◆ **WHAT THE TASK ASKS**: The task calls for each record to be given again exactly.

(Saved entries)
▶

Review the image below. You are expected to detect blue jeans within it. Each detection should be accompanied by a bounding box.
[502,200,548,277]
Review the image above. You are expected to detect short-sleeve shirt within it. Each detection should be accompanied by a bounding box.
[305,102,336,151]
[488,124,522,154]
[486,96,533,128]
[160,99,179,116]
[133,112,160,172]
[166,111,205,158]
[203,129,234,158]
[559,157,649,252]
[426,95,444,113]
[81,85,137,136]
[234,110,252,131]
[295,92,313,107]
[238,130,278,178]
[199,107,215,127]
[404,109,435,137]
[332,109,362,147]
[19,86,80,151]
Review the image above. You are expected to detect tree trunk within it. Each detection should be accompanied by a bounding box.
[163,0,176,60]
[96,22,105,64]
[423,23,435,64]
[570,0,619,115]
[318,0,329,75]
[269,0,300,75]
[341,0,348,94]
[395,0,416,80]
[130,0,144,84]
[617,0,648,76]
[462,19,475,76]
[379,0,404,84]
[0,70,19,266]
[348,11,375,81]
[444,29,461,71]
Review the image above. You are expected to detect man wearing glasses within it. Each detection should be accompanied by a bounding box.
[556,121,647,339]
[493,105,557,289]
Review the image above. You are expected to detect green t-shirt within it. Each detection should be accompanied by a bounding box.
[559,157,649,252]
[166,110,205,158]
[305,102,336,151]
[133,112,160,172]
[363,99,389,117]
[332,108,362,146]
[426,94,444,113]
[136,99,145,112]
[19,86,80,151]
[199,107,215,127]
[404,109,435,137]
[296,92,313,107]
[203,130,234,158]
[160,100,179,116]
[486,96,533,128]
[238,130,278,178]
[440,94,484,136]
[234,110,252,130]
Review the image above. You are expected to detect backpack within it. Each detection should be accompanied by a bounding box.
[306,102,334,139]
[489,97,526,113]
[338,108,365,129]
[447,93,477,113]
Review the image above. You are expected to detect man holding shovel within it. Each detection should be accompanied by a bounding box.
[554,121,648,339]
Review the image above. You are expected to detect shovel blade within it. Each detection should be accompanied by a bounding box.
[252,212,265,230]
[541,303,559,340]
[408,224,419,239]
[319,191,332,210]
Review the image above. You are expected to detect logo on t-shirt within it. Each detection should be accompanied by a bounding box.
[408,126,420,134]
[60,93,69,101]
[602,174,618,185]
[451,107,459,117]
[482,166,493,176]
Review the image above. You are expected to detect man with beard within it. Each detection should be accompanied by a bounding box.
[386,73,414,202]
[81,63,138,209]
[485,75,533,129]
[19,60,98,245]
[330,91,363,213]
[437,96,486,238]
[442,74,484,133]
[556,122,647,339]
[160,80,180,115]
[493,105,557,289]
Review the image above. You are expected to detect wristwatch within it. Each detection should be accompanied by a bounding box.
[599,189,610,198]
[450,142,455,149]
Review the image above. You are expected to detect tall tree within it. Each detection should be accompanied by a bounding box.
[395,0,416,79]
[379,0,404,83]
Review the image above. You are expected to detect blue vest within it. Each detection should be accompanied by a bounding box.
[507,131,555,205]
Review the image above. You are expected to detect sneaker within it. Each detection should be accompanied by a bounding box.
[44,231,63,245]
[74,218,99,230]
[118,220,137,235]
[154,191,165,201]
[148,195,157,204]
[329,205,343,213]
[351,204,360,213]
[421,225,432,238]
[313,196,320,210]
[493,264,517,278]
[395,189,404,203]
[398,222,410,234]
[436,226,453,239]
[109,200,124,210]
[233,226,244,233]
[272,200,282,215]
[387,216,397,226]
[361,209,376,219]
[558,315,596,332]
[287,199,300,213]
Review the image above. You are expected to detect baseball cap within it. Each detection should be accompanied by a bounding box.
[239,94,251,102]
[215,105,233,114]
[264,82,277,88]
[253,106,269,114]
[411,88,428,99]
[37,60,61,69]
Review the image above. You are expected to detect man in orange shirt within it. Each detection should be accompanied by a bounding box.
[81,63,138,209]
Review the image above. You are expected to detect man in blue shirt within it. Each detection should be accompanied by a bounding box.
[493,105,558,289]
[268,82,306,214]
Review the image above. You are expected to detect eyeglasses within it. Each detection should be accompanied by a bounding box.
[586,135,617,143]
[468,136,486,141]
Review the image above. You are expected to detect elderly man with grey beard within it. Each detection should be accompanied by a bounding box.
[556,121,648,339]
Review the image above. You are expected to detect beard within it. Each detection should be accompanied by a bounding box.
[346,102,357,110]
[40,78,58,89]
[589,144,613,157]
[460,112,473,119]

◀

◆ **TASK RESPONSE**:
Review the image below. You are expected to detect blue jeans within it. Each detection should be accompanied by a bounding box.
[502,200,548,277]
Review the image above. You are expected to detect short-sleeve shirt within it. Each detection should be accompanied by a bounding box.
[305,102,336,151]
[488,124,522,154]
[486,96,533,128]
[160,99,179,116]
[133,112,160,172]
[166,111,205,158]
[203,129,234,158]
[559,157,649,252]
[426,95,444,113]
[81,85,137,136]
[234,110,252,131]
[295,92,313,107]
[238,130,278,178]
[199,107,215,127]
[404,109,435,137]
[332,109,362,147]
[19,86,80,151]
Review the image above. You are expected to detect tree trunk within it. Each detection should be accompanied by a bounding box.
[163,0,176,60]
[96,22,105,64]
[423,23,435,64]
[570,0,619,115]
[318,0,329,75]
[269,0,300,75]
[341,0,348,94]
[395,0,416,80]
[130,0,144,84]
[617,0,648,76]
[462,19,475,76]
[379,0,404,84]
[0,70,19,266]
[348,11,375,81]
[444,29,461,71]
Review the image above. You are expected to detect man wearing glasses within it. Each detection should be accompanied by a bounding box.
[556,121,647,339]
[493,105,557,289]
Review the image above. You are expected to detect green t-shirt within it. Each detection should be accompanied by a bounding box.
[559,157,649,252]
[166,110,205,158]
[305,102,336,151]
[133,112,160,172]
[363,99,389,117]
[332,108,362,146]
[426,94,444,113]
[136,99,145,112]
[19,86,80,151]
[199,107,215,127]
[404,109,435,137]
[296,92,313,107]
[203,130,234,158]
[160,100,179,116]
[486,96,533,128]
[238,130,278,178]
[440,94,484,136]
[234,110,252,130]
Review the image above. You are expected to detect backpack within it. Each detection should be accompanied by a bounding box.
[306,102,334,139]
[489,97,526,113]
[338,108,365,129]
[447,93,477,113]
Review the image above. You are expected to detect man holding shovel within it. Each detection should be accompanied by a bounding box.
[554,121,648,339]
Review the image above. You are expected to detect shovel blade within it. Each detection should be accompanied by a bounding box.
[252,212,265,230]
[541,303,559,340]
[408,224,419,239]
[319,191,332,210]
Review the image above. You are expected to detect logo on t-shirt within it. Each detection should be accompanied by a bounding box.
[408,126,420,134]
[60,93,69,101]
[602,174,618,185]
[451,107,459,117]
[482,166,493,176]
Review the image above. You are expected to detect man with beard within it. Each detection should be accompanied by a bounding box.
[386,73,414,202]
[81,63,138,209]
[485,75,533,129]
[19,60,98,245]
[330,91,363,213]
[437,96,486,238]
[442,74,484,133]
[556,122,647,339]
[160,80,180,115]
[493,105,557,289]
Review the image above. You are expected to detect wristwatch within it. Each detection should be accompanied by a bounding box.
[599,189,610,198]
[450,142,455,149]
Review the image above. You are expected to detect tall tree within it. Each detection should be accompanied by a bounding box.
[395,0,416,79]
[379,0,404,83]
Review the image above. You are expected to detect blue vest within it. Each detection should be accompanied by a bounding box.
[507,131,555,205]
Review the image above. You are expected to detect sneaker within it. Each detection should be accompanied by a bounding box.
[44,231,63,245]
[74,218,99,230]
[118,220,137,235]
[154,191,165,201]
[148,195,157,204]
[329,205,343,213]
[351,204,360,213]
[421,225,432,238]
[313,196,320,210]
[493,264,517,278]
[395,189,404,203]
[398,222,410,234]
[436,226,453,239]
[109,200,124,210]
[233,226,244,233]
[272,200,282,215]
[387,216,397,226]
[361,209,376,219]
[558,315,596,332]
[287,199,300,213]
Review the image above. You are expected to detect baseball cap within it. Each detection should be accompanied by a bounding box.
[239,94,251,102]
[215,105,233,114]
[264,82,277,88]
[253,106,269,114]
[411,88,428,99]
[37,60,61,69]
Review the image above. You are expected to detect man in orange shirt within it. Each detection should be accompanied by a bounding box.
[81,63,138,209]
Review the image above. You are expected to detect man in blue shirt within it. Each detection should be accompanied by a bounding box.
[493,105,558,289]
[268,82,306,214]
Review the image above. You are expected to detect eyeglasses within it. Each detection should be accompanied by a bounding box.
[586,135,617,143]
[468,136,486,141]
Review the image above. You are expected to detect elderly man with grey beard within it. Each detection should be accompanied by a bounding box.
[556,121,648,339]
Review the image above. You are expected to detect beard within it. Each detection should be accompanied by a bounding box.
[346,102,357,110]
[40,78,58,89]
[589,144,613,157]
[460,112,473,119]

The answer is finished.